◆ What you are asked to do: Print out the records precisely, keeping each line identical to its source.

Top of Material shown

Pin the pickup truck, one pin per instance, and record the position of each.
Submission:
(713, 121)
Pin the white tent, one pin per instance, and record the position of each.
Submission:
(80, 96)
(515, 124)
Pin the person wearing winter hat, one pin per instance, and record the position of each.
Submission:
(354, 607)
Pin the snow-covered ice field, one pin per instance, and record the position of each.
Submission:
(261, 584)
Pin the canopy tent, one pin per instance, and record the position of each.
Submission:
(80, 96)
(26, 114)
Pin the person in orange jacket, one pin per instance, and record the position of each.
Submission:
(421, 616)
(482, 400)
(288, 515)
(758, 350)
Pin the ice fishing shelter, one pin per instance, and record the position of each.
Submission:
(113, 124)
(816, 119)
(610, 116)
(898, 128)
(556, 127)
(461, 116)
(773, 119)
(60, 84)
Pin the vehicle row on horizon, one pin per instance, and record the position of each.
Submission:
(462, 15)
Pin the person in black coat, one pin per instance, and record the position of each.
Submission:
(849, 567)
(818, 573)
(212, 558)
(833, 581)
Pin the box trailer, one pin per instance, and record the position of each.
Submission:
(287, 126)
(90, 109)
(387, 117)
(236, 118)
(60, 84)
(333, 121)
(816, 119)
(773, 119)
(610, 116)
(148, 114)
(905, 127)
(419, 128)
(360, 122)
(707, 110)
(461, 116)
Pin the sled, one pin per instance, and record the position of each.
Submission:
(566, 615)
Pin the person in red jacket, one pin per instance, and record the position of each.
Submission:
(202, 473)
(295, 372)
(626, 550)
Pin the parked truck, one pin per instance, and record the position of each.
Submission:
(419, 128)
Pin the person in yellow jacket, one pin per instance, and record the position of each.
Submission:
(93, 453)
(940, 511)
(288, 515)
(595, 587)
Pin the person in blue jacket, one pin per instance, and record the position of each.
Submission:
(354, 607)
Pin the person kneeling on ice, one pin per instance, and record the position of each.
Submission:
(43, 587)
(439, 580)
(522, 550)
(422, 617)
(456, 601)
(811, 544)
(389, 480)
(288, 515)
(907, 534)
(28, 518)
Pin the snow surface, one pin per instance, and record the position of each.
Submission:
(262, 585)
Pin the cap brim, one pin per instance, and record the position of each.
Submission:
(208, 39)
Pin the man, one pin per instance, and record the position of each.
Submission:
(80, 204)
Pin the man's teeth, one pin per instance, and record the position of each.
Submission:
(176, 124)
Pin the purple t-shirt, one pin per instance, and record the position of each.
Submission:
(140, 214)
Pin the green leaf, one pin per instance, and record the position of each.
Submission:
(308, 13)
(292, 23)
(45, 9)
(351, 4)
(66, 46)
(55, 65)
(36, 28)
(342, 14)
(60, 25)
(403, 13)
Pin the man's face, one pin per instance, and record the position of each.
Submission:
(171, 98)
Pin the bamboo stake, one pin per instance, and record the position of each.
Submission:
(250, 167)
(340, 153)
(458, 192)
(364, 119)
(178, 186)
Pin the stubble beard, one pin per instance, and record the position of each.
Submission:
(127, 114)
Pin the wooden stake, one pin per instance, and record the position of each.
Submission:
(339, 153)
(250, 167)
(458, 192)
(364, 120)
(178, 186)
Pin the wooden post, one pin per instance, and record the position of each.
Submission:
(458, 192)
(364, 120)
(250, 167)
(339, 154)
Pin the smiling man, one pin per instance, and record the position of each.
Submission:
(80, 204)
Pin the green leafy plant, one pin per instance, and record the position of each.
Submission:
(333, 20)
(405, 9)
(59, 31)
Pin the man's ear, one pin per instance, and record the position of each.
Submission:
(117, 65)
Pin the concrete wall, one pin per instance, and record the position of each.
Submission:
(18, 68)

Bottom of Material shown

◆ Result of this task:
Pin the pickup truck, one pin per instance, and record the position of each.
Submission:
(713, 121)
Pin the white tent, one pin per instance, and record the position of each.
Submission:
(80, 96)
(515, 124)
Pin the person wearing winter hat, one pin per instance, and record the position of each.
Submission:
(354, 607)
Pin the snow-covered ice field, one pin per instance, and record the position of each.
Submission:
(261, 584)
Pin the canopy tent, one pin per instance, and record the position of each.
Submission:
(80, 96)
(26, 114)
Pin the person in orange jacket, one pin per instance, and record the position of each.
Submission:
(421, 616)
(482, 400)
(288, 515)
(758, 350)
Pin the ice fishing shelter, one pin per instance, and record the position of each.
Submission:
(113, 124)
(816, 119)
(610, 116)
(898, 128)
(556, 127)
(461, 116)
(773, 119)
(60, 84)
Pin the vehicle row on horizon, one pin per instance, and record the position of each.
Submission:
(462, 15)
Pin the person in black coat, one pin per instance, and record the position of each.
Submission:
(849, 567)
(818, 573)
(212, 558)
(833, 581)
Pin the box trailer, one pin per instance, and record the position of each.
Submission:
(287, 126)
(90, 109)
(387, 117)
(236, 118)
(60, 84)
(333, 121)
(816, 119)
(773, 119)
(610, 116)
(148, 114)
(905, 127)
(419, 128)
(360, 122)
(707, 110)
(461, 116)
Pin the sled, one pin per instance, and record the position of each.
Submission:
(566, 615)
Pin the person in red jacket, one pin per instance, and record the position of each.
Submission:
(202, 473)
(295, 372)
(626, 550)
Pin the parked truck, one pin per instance, and record the position of each.
Submission:
(419, 128)
Pin the person in yellow jacket, one pin per instance, and record the position of each.
Submission:
(93, 453)
(940, 511)
(288, 515)
(595, 587)
Pin the person in blue jacket, one pin per instance, and record the position of each.
Submission:
(354, 607)
Pin the person kneeling on ice, one pin per instance, and record the position of each.
Submission:
(43, 587)
(439, 580)
(522, 550)
(422, 617)
(456, 601)
(811, 544)
(389, 480)
(288, 515)
(907, 534)
(28, 518)
Pin the snow surface, one pin per instance, and record the position of each.
Submission:
(262, 585)
Pin the cap brim, one pin per instance, and record the position of each.
Submission:
(208, 39)
Pin the man, one pin per instance, and record the position of each.
Submission:
(80, 204)
Pin the man's teeth, one pin per instance, and record the position of each.
Submission:
(176, 124)
Pin the purple t-shirt, one pin per instance, and record the position of each.
Submission:
(140, 214)
Pin the green leaf, one pin per instance, and record the position of each.
Submission:
(308, 13)
(292, 23)
(45, 9)
(351, 4)
(66, 46)
(55, 65)
(36, 28)
(342, 14)
(60, 25)
(403, 13)
Pin the man's face, one pin per instance, and record the position of each.
Submission:
(171, 98)
Pin the bamboo stake, one pin per instance, and record the position of each.
Submission:
(250, 167)
(340, 153)
(458, 192)
(364, 119)
(178, 186)
Pin the stubble beard, one pin per instance, and record the position of each.
Submission:
(127, 114)
Pin the wooden stake, one pin per instance, and record the position of each.
Submission:
(339, 153)
(250, 167)
(458, 192)
(364, 120)
(178, 186)
Pin the wooden post, one pin per instance, and record the position of each.
Submission:
(458, 192)
(364, 120)
(250, 167)
(339, 154)
Pin the smiling man, one pin per instance, and record the position of each.
Submission:
(80, 204)
Pin the green leafy plant, one pin per instance, and record the position of each.
Submission:
(333, 20)
(405, 9)
(59, 31)
Pin the man's ear, one pin per instance, and record the position of each.
Submission:
(117, 65)
Pin the concrete wall, one pin per instance, and record the position of each.
Submission:
(18, 68)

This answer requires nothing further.